> **Description of the task**
Turn the stretch of the records below, from the line containing "task: provide the mask of every instance of the dark" through the end of the records, into a numbered list, leaving out any blank lines.

> **Material provided**
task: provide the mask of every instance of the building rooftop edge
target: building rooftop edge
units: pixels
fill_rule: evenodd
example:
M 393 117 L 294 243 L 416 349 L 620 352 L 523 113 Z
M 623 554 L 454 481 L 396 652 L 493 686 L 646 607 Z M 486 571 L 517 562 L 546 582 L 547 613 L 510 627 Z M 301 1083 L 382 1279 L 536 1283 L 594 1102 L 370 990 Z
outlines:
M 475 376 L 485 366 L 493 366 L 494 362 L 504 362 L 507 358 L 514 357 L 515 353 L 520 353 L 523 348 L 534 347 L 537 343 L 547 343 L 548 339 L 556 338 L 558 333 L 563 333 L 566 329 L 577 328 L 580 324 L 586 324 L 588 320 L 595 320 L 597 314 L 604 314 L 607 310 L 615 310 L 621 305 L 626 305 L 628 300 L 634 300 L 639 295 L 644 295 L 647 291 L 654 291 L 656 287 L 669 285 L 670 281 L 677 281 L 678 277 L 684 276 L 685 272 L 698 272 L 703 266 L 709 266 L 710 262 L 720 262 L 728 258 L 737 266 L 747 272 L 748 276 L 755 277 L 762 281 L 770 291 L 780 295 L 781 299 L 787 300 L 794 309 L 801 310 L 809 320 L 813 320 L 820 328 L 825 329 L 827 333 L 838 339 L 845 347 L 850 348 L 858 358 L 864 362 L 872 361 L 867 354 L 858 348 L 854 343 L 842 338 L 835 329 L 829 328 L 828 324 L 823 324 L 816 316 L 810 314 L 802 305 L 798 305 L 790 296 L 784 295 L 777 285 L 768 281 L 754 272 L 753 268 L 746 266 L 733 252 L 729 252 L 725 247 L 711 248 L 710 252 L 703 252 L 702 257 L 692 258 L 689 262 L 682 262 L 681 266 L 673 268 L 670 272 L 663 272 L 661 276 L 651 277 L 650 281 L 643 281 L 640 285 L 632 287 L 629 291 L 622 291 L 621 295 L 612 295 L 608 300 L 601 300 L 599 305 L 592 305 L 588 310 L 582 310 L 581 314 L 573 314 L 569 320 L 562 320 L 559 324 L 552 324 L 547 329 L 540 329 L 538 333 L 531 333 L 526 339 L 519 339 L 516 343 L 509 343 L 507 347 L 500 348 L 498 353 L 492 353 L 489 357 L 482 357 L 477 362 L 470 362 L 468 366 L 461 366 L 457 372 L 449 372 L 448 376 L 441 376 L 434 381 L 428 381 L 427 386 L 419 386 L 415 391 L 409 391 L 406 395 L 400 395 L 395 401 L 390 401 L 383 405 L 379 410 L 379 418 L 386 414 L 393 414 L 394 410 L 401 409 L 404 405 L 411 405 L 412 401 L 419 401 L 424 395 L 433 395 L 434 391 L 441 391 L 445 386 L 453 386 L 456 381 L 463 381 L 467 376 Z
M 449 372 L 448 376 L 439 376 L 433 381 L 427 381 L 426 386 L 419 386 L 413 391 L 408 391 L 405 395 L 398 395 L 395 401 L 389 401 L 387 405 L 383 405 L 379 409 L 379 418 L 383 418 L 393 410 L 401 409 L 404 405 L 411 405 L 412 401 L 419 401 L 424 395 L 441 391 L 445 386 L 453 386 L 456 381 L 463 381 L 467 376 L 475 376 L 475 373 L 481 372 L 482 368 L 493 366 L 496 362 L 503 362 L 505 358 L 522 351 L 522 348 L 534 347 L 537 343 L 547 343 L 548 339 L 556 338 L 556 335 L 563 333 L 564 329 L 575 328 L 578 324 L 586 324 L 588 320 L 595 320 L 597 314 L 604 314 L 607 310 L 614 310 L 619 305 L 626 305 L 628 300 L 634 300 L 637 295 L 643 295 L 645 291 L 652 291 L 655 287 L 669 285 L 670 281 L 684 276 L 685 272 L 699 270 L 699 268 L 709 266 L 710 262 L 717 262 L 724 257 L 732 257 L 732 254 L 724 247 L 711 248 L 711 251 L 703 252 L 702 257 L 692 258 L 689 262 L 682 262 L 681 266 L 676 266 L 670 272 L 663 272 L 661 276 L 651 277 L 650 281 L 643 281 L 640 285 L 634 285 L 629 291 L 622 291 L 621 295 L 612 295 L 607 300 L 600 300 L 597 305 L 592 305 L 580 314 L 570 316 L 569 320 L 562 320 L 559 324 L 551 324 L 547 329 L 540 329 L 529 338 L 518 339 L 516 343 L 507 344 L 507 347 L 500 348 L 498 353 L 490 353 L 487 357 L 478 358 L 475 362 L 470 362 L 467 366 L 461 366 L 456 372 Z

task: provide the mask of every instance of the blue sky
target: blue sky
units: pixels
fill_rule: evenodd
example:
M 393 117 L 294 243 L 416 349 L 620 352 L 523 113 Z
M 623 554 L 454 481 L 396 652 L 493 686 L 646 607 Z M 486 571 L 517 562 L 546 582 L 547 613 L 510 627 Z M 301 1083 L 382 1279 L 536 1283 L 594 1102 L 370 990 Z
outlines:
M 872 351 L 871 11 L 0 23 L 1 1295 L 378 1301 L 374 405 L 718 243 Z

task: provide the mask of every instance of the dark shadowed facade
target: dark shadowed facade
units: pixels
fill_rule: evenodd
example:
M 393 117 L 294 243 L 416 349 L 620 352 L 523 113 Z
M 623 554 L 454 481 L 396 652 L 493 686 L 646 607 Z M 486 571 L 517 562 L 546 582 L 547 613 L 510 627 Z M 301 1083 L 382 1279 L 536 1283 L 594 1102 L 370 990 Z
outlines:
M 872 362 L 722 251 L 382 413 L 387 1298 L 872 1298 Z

> **Task solution**
1. task: provide the mask of every instance of the dark shadowed facade
2. target: dark shadowed facade
3. units: pixels
4. fill_rule: evenodd
5. example:
6. M 393 117 L 294 243 L 416 349 L 620 352 L 523 113 Z
7. M 623 554 L 454 481 L 396 652 L 493 686 L 646 607 Z M 486 571 L 517 562 L 546 582 L 547 613 L 510 627 Z M 301 1083 L 382 1279 L 536 1283 L 594 1102 L 370 990 Z
8. outlines:
9. M 872 362 L 722 251 L 382 413 L 387 1298 L 872 1298 Z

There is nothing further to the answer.